> _課題一覧_:
1: ペランパネル申請の記事のうち、「エーザイ 新規機序の抗てんかん薬ペランパネルを国内申請」から「海外製品名はFycompa。」までの部分を一字一句そのまま書き写してください。
2: ペランパネル申請の記事にある「同剤はファースト・イン・クラスの抗てんかん薬。」という一文を英語に訳してください。
3: ペランパネル申請の記事によると、この薬は1日に何回、どのような方法で投与しますか？

エーザイ 新規機序の抗てんかん薬ペランパネルを国内申請
公開日時 2015/07/28 03:50
エーザイは7月27日、自社創製の抗てんかん薬ペランパネル水和物(一般名)について、てんかん患者の部分発作および強直間代発作に対する併用療法の適応で日本で承認申請したと発表した。同剤はファースト・イン・クラスの抗てんかん薬。てんかん発作は神経伝達物質のグルタミン酸によって誘発されることが報告されているが、同剤はグルタミン酸によるシナプス後AMPA受容体の活性化を高選択的かつ非競合的に阻害し、神経の過興奮を抑制するAMPA受容体拮抗薬。1日1回経口投与する。海外製品名はFycompa。

> _提供エントリ_:
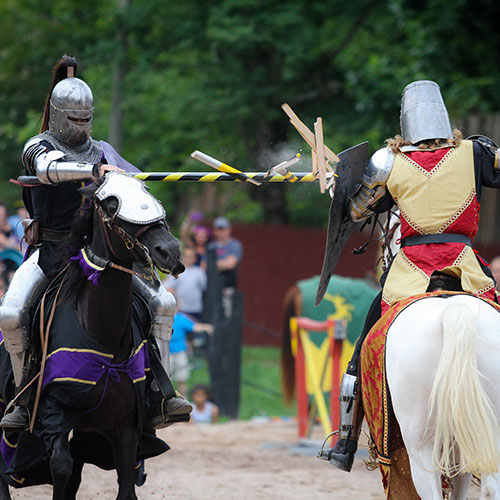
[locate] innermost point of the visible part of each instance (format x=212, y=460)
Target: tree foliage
x=211, y=75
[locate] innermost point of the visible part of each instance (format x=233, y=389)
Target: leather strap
x=162, y=379
x=425, y=239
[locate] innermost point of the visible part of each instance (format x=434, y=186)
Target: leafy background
x=169, y=77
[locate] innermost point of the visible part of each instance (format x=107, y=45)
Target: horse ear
x=89, y=191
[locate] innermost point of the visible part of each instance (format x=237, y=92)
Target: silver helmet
x=71, y=111
x=423, y=113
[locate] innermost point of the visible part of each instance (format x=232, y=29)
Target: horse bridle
x=131, y=242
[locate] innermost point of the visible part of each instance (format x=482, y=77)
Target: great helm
x=71, y=111
x=423, y=113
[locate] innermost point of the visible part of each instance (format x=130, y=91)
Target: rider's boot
x=167, y=406
x=351, y=417
x=19, y=418
x=168, y=411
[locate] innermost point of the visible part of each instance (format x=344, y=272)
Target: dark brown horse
x=112, y=409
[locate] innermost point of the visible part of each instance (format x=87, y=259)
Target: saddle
x=442, y=281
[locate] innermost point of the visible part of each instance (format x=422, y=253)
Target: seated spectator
x=188, y=288
x=179, y=361
x=204, y=411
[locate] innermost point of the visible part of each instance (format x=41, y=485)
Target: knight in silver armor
x=63, y=152
x=423, y=118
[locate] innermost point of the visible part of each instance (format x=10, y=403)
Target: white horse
x=443, y=373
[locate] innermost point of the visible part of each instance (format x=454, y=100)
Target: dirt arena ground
x=235, y=460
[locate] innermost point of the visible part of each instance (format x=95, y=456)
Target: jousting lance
x=222, y=167
x=260, y=177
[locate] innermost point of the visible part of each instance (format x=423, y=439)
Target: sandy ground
x=235, y=460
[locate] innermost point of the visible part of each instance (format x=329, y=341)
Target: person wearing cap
x=435, y=179
x=63, y=157
x=228, y=252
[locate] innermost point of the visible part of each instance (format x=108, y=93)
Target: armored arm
x=49, y=167
x=364, y=202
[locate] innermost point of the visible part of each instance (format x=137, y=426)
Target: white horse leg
x=427, y=483
x=460, y=485
x=412, y=352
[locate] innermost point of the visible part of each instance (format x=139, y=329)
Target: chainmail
x=90, y=152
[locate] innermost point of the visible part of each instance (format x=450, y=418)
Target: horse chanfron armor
x=373, y=185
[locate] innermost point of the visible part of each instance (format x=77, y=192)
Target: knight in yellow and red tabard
x=435, y=179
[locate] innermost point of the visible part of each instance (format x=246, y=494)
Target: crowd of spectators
x=198, y=238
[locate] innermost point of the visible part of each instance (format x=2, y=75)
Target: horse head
x=132, y=224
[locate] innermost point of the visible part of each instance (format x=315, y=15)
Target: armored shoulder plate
x=32, y=150
x=483, y=140
x=378, y=169
x=373, y=184
x=49, y=167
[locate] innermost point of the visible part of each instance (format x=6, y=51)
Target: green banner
x=346, y=298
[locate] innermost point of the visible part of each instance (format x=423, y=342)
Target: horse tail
x=467, y=431
x=291, y=307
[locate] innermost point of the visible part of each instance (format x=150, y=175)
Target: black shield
x=352, y=164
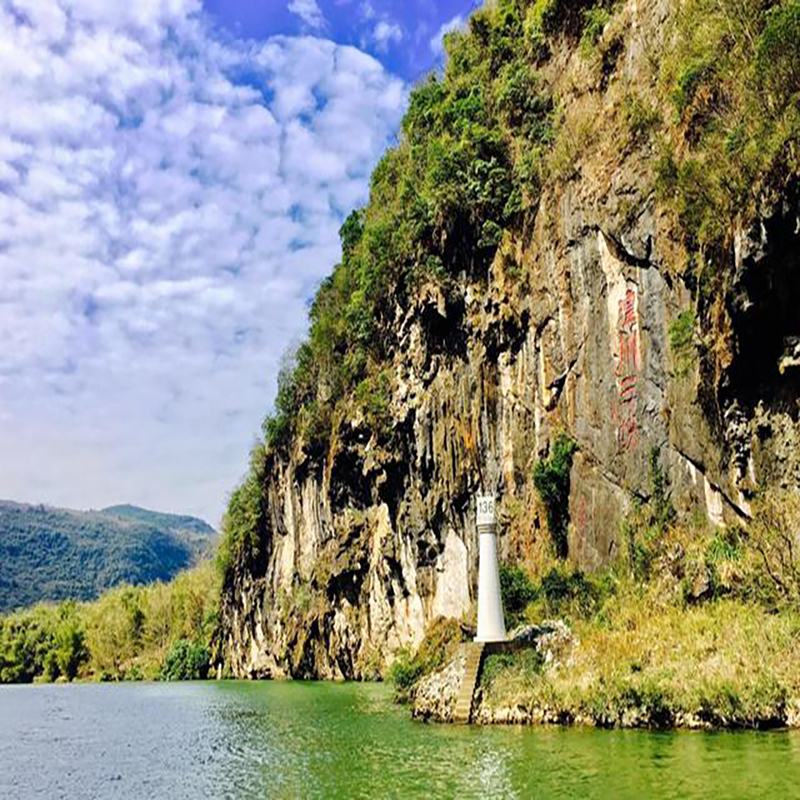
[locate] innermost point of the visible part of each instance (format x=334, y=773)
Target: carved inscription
x=628, y=372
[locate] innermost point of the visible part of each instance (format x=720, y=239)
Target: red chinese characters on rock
x=628, y=373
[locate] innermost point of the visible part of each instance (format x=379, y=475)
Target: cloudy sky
x=173, y=175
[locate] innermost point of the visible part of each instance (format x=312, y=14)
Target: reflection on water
x=245, y=740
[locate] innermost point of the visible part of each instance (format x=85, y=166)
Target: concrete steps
x=466, y=694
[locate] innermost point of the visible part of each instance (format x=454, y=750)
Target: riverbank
x=692, y=628
x=642, y=663
x=163, y=630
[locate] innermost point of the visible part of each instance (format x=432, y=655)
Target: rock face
x=365, y=545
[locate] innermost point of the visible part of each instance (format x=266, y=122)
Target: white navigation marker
x=491, y=626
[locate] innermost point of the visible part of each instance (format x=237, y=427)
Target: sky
x=173, y=175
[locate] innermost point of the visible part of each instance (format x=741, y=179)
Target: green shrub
x=595, y=21
x=682, y=343
x=551, y=477
x=437, y=648
x=186, y=661
x=692, y=76
x=517, y=591
x=639, y=117
x=243, y=518
x=526, y=666
x=569, y=592
x=405, y=672
x=778, y=59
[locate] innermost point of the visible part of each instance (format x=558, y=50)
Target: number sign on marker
x=486, y=510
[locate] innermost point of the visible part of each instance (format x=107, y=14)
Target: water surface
x=287, y=740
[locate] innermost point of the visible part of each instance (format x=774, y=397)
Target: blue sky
x=398, y=33
x=172, y=179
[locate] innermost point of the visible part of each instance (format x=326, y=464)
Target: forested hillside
x=52, y=554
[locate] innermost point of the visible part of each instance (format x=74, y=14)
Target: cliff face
x=363, y=546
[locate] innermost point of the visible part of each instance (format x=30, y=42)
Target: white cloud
x=437, y=42
x=168, y=203
x=309, y=11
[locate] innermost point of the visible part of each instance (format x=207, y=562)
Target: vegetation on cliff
x=480, y=144
x=534, y=99
x=129, y=633
x=692, y=626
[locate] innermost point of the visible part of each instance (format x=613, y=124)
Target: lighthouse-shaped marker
x=491, y=627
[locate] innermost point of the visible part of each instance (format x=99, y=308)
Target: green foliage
x=571, y=593
x=405, y=671
x=186, y=661
x=468, y=165
x=517, y=591
x=241, y=524
x=692, y=76
x=123, y=635
x=527, y=665
x=551, y=479
x=595, y=21
x=777, y=62
x=374, y=395
x=639, y=117
x=437, y=648
x=734, y=76
x=51, y=554
x=682, y=343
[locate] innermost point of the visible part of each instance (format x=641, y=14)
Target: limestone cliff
x=363, y=544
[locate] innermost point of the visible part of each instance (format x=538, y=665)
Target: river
x=286, y=740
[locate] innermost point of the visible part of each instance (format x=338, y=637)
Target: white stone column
x=491, y=625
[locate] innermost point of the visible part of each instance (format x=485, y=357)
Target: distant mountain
x=55, y=554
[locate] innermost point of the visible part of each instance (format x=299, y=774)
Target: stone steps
x=466, y=694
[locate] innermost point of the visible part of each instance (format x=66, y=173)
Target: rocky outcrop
x=364, y=545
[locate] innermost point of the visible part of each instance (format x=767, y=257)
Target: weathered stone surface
x=366, y=545
x=435, y=696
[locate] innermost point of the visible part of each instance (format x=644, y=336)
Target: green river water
x=287, y=740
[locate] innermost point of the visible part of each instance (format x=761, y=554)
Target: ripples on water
x=273, y=740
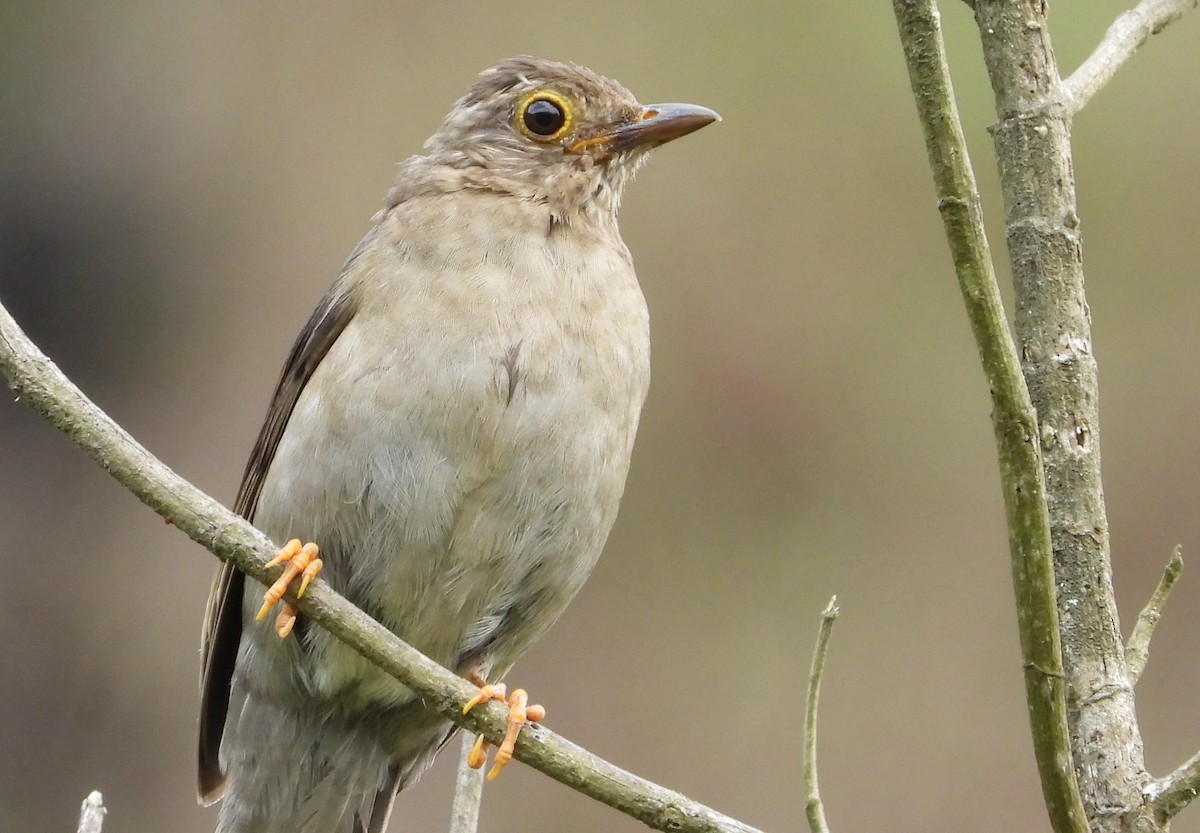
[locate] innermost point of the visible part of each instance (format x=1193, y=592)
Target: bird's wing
x=222, y=615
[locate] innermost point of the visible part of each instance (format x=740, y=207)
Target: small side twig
x=1138, y=647
x=813, y=805
x=468, y=791
x=1123, y=37
x=1170, y=795
x=91, y=814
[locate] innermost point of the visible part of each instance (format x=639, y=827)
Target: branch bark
x=1013, y=417
x=1032, y=142
x=1138, y=647
x=41, y=384
x=814, y=808
x=1125, y=37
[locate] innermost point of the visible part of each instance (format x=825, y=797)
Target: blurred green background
x=180, y=181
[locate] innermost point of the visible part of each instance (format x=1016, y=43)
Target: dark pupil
x=544, y=118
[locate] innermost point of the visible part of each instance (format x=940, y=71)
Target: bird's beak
x=657, y=124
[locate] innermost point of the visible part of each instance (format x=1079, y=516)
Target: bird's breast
x=461, y=450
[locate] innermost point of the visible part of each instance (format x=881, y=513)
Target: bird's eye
x=544, y=117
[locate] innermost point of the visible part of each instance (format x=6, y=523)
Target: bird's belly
x=462, y=503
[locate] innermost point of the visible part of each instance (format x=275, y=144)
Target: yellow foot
x=520, y=713
x=301, y=561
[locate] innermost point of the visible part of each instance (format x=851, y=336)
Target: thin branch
x=91, y=814
x=1123, y=37
x=41, y=384
x=1176, y=791
x=1138, y=647
x=813, y=805
x=468, y=791
x=1053, y=327
x=1014, y=420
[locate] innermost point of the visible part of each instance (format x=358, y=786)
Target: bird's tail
x=289, y=772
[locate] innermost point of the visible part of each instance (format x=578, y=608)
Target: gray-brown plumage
x=453, y=427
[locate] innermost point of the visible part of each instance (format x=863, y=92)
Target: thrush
x=451, y=431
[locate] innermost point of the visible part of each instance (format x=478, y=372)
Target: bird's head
x=551, y=132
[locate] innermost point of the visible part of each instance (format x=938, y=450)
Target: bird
x=451, y=435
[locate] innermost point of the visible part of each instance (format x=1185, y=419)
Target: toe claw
x=478, y=756
x=301, y=561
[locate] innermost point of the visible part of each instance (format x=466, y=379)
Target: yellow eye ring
x=544, y=117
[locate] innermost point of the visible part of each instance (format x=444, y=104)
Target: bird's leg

> _課題別解答_:
1:
エーザイ 新規機序の抗てんかん薬ペランパネルを国内申請
公開日時 2015/07/28 03:50
エーザイは7月27日、自社創製の抗てんかん薬ペランパネル水和物(一般名)について、てんかん患者の部分発作および強直間代発作に対する併用療法の適応で日本で承認申請したと発表した。同剤はファースト・イン・クラスの抗てんかん薬。てんかん発作は神経伝達物質のグルタミン酸によって誘発されることが報告されているが、同剤はグルタミン酸によるシナプス後AMPA受容体の活性化を高選択的かつ非競合的に阻害し、神経の過興奮を抑制するAMPA受容体拮抗薬。1日1回経口投与する。海外製品名はFycompa。

2: The drug is a first-in-class antiepileptic drug.

3: 1日1回、経口投与します。